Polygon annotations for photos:

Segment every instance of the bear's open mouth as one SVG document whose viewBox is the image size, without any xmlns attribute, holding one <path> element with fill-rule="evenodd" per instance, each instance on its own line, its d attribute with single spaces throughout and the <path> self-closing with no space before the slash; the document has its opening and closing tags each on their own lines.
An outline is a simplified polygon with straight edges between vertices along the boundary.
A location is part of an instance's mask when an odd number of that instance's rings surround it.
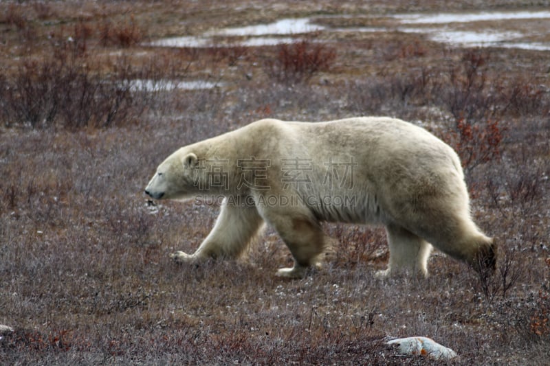
<svg viewBox="0 0 550 366">
<path fill-rule="evenodd" d="M 153 192 L 150 192 L 149 191 L 148 191 L 146 190 L 145 190 L 145 194 L 147 194 L 148 196 L 155 198 L 155 200 L 160 200 L 164 195 L 164 192 L 160 192 L 160 193 L 153 193 Z"/>
</svg>

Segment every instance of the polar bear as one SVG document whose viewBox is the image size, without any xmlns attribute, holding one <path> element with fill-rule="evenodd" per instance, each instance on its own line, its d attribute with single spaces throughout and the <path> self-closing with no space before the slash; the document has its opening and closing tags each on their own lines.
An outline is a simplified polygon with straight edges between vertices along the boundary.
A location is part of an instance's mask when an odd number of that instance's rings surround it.
<svg viewBox="0 0 550 366">
<path fill-rule="evenodd" d="M 420 127 L 389 117 L 327 122 L 267 119 L 181 148 L 145 189 L 155 199 L 221 198 L 212 231 L 178 262 L 234 258 L 264 223 L 288 247 L 301 277 L 331 239 L 321 221 L 385 226 L 388 276 L 428 275 L 432 245 L 481 273 L 496 247 L 472 221 L 459 159 Z"/>
</svg>

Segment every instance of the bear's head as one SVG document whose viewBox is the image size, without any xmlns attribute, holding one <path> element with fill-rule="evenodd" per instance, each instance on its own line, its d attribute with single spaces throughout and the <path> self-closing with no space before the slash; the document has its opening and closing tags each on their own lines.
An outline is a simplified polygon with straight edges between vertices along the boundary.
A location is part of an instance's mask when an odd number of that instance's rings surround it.
<svg viewBox="0 0 550 366">
<path fill-rule="evenodd" d="M 157 168 L 145 193 L 155 199 L 183 199 L 196 194 L 198 158 L 185 148 L 176 151 Z"/>
</svg>

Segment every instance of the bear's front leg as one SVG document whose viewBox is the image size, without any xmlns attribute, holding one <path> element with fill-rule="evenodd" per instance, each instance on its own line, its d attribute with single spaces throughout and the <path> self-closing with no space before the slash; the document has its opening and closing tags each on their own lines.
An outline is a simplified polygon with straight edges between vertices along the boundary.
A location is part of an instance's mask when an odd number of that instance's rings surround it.
<svg viewBox="0 0 550 366">
<path fill-rule="evenodd" d="M 179 263 L 212 259 L 234 259 L 246 249 L 263 226 L 263 220 L 254 206 L 234 205 L 226 198 L 210 234 L 193 254 L 177 251 L 170 258 Z"/>
<path fill-rule="evenodd" d="M 294 263 L 294 267 L 282 268 L 277 271 L 277 275 L 285 278 L 303 278 L 305 277 L 307 268 L 305 266 L 300 266 L 298 263 Z"/>
</svg>

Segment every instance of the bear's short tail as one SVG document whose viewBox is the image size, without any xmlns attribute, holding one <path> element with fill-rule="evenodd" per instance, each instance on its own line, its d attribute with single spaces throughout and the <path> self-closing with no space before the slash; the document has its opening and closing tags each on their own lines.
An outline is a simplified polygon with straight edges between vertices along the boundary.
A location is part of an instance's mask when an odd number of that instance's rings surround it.
<svg viewBox="0 0 550 366">
<path fill-rule="evenodd" d="M 490 238 L 481 243 L 472 263 L 474 268 L 481 277 L 492 276 L 496 270 L 497 246 L 494 239 Z"/>
</svg>

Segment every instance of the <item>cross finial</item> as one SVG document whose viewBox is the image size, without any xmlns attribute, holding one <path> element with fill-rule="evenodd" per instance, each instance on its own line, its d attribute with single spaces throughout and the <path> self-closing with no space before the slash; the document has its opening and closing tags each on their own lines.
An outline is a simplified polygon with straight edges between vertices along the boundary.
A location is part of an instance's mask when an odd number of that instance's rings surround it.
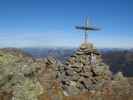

To do:
Can you quote the records word for word, from the line containing "Segment every instance of the bear's short" through the end of the records, both ends included, with the pictures left out of your answer?

Answer to this task:
Segment every instance of the bear's short tail as one SVG document whose viewBox is the image size, without any xmlns attribute, holding one <path> element with fill-rule="evenodd" per instance, each instance on its own line, its d attribute with single spaces throughout and the <path> self-closing with no space before the slash; the document has its opening and closing tags each on their own lines.
An outline is a simplified polygon with straight edges between vertices along the boundary.
A location is part of an instance's mask when an odd number of that instance's rings surround it.
<svg viewBox="0 0 550 366">
<path fill-rule="evenodd" d="M 490 238 L 481 243 L 472 263 L 474 268 L 481 277 L 492 276 L 496 270 L 497 246 L 494 239 Z"/>
</svg>

Segment every instance of the <item>cross finial</item> as one SVG document whose viewBox is the image size, without any xmlns attribute, holding one <path> element with fill-rule="evenodd" per instance, each instance on its own line, its d attribute with single spaces throughout and the <path> self-closing with no space before the slash; the document has its opening and closing tags each on their own lines.
An outline is a simplified polygon with straight edges between vertices along the boundary.
A location is part of an instance's mask when an odd number of that instance's rings surround it.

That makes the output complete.